STATED TASK - Reproduce word for word the rows below, from the line that contains "Objective — one point per instance of the decorative" through the end of the rows.

TASK INPUTS -
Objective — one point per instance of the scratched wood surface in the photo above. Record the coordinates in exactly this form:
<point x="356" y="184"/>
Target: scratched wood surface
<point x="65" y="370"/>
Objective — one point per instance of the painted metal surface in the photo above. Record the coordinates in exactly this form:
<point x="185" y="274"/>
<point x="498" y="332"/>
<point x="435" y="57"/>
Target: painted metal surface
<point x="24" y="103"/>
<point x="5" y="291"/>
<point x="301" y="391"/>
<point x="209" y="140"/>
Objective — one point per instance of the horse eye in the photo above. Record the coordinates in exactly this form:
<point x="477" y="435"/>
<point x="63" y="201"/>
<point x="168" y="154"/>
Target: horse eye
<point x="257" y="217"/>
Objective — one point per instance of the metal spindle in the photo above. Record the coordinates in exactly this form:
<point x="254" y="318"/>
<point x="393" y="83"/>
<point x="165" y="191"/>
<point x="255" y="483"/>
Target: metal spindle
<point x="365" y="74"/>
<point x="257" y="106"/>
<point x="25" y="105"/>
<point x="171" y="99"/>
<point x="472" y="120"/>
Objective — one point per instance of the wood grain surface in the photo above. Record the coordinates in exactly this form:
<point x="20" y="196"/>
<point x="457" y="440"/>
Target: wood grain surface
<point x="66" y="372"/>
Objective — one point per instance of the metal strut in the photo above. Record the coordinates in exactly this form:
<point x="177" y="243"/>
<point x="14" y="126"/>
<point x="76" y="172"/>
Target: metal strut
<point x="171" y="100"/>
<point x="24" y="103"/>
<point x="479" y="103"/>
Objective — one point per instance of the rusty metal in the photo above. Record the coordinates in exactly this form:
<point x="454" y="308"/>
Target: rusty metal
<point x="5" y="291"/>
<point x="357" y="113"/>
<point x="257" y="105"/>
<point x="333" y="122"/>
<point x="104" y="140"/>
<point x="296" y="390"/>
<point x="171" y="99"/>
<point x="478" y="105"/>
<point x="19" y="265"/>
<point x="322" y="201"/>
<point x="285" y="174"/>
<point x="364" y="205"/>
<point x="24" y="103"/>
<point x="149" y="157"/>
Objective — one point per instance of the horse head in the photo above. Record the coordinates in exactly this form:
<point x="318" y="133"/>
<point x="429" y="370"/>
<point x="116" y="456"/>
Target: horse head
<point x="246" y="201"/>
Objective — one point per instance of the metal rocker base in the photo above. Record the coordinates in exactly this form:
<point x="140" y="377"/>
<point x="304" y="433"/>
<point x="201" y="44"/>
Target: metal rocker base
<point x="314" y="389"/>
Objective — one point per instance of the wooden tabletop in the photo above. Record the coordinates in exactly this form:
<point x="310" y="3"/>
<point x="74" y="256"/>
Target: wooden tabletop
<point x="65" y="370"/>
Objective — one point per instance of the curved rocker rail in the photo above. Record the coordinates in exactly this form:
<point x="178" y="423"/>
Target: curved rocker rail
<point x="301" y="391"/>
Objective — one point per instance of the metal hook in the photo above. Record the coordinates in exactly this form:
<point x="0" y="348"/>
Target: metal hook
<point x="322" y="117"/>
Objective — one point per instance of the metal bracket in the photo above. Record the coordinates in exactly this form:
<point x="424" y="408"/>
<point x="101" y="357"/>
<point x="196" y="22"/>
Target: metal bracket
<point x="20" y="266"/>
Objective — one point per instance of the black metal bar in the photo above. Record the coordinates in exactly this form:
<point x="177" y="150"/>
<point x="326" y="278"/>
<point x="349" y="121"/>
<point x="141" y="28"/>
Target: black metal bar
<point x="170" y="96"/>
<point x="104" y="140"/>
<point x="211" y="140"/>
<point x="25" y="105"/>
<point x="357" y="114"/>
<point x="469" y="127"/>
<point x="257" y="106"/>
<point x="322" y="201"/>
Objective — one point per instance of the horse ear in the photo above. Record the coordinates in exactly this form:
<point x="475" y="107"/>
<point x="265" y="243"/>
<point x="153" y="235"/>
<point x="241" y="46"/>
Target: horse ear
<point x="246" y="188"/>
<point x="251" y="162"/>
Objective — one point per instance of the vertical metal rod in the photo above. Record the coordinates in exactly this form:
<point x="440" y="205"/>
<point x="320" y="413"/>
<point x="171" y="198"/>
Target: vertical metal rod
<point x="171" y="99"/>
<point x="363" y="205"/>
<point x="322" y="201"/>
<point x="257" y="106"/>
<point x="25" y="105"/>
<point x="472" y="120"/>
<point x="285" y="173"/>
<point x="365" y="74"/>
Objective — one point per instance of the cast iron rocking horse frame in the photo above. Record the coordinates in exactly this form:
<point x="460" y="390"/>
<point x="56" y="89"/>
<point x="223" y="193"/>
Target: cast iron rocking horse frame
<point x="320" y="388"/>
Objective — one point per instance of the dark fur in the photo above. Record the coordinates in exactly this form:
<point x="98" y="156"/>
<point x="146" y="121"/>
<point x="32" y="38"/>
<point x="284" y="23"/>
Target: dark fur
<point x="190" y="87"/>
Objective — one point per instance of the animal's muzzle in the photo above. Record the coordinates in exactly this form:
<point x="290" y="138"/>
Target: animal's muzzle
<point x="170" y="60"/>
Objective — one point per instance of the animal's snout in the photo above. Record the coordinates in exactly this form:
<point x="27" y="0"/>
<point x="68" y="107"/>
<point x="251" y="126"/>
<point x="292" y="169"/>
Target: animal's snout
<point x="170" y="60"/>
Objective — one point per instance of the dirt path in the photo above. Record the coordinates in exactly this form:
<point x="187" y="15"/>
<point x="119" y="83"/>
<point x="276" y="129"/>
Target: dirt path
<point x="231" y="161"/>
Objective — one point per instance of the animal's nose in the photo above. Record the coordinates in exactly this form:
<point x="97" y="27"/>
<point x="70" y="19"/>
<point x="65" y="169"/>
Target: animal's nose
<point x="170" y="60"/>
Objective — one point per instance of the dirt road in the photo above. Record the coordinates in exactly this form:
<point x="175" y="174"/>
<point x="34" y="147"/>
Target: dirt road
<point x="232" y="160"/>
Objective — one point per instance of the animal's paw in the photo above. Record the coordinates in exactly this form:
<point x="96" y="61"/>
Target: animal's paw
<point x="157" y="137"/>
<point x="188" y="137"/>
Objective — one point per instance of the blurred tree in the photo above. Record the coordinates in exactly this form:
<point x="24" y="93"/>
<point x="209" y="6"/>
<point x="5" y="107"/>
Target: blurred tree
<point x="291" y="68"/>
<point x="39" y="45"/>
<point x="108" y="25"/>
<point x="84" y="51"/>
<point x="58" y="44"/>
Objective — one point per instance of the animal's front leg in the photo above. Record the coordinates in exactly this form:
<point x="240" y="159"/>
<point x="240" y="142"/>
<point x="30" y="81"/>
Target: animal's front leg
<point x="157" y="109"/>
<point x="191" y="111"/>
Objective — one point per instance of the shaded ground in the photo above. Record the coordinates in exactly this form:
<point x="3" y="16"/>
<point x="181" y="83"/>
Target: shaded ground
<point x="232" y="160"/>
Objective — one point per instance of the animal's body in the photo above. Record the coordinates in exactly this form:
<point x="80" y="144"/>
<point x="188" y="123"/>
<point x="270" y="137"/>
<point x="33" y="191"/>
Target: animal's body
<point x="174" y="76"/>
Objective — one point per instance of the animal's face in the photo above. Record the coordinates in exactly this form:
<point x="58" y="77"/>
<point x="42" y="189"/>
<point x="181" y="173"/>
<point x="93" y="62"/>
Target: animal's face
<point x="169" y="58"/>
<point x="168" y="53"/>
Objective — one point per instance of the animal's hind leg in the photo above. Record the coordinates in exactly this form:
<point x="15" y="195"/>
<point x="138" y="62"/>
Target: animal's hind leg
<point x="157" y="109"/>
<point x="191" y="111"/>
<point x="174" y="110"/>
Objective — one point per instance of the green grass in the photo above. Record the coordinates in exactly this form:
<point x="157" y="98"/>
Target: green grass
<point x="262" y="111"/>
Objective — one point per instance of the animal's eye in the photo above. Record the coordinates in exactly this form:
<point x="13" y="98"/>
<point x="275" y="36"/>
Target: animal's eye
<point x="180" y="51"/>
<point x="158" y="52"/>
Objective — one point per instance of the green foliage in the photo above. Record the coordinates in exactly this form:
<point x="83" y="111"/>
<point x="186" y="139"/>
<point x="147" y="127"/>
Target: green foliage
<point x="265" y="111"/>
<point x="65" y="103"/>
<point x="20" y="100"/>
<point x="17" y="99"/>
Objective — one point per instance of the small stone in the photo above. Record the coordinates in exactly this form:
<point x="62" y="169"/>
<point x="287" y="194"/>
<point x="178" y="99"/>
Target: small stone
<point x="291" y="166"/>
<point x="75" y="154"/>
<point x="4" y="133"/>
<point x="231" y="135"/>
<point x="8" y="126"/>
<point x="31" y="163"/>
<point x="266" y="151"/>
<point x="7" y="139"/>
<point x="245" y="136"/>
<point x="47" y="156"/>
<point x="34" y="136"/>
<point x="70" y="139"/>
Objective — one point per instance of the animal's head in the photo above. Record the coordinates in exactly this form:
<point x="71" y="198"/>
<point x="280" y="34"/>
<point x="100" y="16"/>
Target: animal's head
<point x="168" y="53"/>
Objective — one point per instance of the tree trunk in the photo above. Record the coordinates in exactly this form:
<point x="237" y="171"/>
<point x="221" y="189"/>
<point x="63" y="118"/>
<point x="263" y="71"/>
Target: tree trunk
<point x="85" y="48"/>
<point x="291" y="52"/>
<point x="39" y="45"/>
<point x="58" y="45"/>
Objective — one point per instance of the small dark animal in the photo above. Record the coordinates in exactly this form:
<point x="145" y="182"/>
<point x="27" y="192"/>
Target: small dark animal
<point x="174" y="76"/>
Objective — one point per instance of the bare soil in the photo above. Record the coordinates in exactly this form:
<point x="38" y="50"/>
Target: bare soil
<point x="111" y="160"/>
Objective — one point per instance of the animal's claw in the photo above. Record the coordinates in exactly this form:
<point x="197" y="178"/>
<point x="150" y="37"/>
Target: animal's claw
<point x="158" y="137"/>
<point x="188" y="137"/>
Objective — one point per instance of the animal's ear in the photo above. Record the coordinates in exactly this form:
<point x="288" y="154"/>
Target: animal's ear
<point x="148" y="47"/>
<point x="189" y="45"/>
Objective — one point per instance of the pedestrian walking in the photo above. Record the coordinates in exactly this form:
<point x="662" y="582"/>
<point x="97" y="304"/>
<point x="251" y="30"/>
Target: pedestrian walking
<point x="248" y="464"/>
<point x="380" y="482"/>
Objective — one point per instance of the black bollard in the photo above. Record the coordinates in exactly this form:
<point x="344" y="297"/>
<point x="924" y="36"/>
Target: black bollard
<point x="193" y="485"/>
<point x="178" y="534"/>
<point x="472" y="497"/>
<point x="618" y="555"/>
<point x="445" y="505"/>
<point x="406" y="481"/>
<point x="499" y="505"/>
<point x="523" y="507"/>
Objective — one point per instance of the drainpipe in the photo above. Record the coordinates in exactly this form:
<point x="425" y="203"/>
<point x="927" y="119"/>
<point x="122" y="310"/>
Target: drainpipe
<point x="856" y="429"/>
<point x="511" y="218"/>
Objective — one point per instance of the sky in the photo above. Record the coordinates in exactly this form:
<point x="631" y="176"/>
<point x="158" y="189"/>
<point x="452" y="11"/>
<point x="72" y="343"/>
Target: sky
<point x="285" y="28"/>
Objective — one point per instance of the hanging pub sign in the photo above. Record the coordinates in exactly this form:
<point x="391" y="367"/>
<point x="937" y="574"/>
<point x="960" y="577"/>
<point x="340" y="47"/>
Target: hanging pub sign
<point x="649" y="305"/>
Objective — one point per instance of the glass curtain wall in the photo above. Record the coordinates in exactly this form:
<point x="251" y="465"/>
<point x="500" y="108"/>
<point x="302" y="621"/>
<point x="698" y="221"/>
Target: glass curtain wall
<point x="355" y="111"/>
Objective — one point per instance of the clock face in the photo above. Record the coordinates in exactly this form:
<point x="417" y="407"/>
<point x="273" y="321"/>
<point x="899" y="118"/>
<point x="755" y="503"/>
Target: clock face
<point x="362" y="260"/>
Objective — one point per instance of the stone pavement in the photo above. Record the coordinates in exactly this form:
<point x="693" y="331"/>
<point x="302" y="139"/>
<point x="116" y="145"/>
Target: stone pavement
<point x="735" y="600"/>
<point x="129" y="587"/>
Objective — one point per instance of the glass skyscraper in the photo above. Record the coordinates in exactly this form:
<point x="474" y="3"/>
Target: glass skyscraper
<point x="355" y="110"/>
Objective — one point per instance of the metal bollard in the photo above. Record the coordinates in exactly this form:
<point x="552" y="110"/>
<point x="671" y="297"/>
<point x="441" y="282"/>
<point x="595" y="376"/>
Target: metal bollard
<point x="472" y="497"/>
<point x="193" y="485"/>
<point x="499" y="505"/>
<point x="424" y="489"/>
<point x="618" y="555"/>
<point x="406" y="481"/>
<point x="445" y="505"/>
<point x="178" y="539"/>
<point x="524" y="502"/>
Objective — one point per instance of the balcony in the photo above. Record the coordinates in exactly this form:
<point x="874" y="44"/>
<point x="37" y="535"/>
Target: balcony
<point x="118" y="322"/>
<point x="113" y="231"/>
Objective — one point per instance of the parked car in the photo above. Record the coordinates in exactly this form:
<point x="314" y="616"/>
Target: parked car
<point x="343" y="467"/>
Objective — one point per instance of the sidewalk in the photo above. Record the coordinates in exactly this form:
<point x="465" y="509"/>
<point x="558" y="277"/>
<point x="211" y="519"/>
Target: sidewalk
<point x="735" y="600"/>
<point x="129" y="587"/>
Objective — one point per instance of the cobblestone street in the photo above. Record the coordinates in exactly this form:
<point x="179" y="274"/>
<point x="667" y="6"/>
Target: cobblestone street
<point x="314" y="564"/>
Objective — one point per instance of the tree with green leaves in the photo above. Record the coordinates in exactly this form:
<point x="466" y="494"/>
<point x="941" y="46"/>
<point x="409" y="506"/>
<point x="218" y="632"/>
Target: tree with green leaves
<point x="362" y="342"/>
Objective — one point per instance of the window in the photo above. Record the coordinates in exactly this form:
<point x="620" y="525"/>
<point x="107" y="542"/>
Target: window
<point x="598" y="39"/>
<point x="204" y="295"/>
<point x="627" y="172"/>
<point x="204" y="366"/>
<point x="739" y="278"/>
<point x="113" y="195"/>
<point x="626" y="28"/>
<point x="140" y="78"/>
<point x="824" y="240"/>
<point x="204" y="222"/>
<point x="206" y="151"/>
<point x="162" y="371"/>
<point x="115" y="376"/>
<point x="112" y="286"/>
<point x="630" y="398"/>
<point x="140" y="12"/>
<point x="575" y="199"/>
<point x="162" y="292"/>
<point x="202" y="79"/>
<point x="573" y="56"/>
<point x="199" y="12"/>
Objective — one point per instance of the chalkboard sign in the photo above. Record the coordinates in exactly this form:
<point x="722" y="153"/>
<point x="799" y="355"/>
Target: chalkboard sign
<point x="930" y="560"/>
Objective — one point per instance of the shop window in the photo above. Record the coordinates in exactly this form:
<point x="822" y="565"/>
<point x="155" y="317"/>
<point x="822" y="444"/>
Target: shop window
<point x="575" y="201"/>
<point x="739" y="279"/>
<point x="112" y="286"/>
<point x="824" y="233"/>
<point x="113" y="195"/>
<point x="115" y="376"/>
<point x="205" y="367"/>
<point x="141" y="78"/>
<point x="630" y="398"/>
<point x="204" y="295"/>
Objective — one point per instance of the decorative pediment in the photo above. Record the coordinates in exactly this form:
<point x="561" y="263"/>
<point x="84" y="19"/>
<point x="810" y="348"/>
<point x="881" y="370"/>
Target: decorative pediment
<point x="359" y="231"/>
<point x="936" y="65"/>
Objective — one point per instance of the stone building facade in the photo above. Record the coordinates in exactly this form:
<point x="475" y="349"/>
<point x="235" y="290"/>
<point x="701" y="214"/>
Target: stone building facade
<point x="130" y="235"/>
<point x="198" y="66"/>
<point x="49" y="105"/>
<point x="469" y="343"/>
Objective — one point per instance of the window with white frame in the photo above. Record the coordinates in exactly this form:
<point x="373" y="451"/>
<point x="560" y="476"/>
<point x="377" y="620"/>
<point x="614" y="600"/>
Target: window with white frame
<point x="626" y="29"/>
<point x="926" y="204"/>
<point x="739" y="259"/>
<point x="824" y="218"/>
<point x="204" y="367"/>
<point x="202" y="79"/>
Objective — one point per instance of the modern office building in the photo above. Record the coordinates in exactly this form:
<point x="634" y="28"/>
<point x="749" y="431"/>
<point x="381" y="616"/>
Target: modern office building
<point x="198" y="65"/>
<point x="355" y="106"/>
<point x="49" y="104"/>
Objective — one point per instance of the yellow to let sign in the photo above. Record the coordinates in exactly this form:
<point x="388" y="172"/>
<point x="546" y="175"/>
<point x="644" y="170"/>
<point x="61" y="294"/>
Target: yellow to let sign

EXERCISE RESPONSE -
Objective — one point per instance of the decorative pediment in the photo above. Record the coordinates in exactly this form:
<point x="561" y="263"/>
<point x="84" y="19"/>
<point x="810" y="348"/>
<point x="881" y="370"/>
Target: decorative pediment
<point x="359" y="231"/>
<point x="936" y="65"/>
Objective — one point per instance of the stone building facade in the photo above. Record the coordinates in exactly this form:
<point x="475" y="349"/>
<point x="235" y="290"/>
<point x="701" y="214"/>
Target: stone building facade
<point x="130" y="235"/>
<point x="198" y="66"/>
<point x="49" y="105"/>
<point x="469" y="343"/>
Objective — one point per instance of the window with white frame in the photo above. Record the coordinates in exactly this form:
<point x="373" y="451"/>
<point x="560" y="476"/>
<point x="377" y="620"/>
<point x="614" y="600"/>
Target: window with white frame
<point x="626" y="29"/>
<point x="926" y="204"/>
<point x="739" y="259"/>
<point x="824" y="218"/>
<point x="204" y="367"/>
<point x="202" y="79"/>
Objective — one point per instance of the modern office building in the photo above. Record the coordinates in exactly this form:
<point x="634" y="28"/>
<point x="749" y="431"/>
<point x="381" y="616"/>
Target: modern office building
<point x="198" y="65"/>
<point x="355" y="106"/>
<point x="49" y="104"/>
Objective — one point per instance of the yellow to let sign in the photo above. Record the coordinates in exactly this form:
<point x="388" y="172"/>
<point x="546" y="175"/>
<point x="644" y="170"/>
<point x="61" y="294"/>
Target: yellow to let sign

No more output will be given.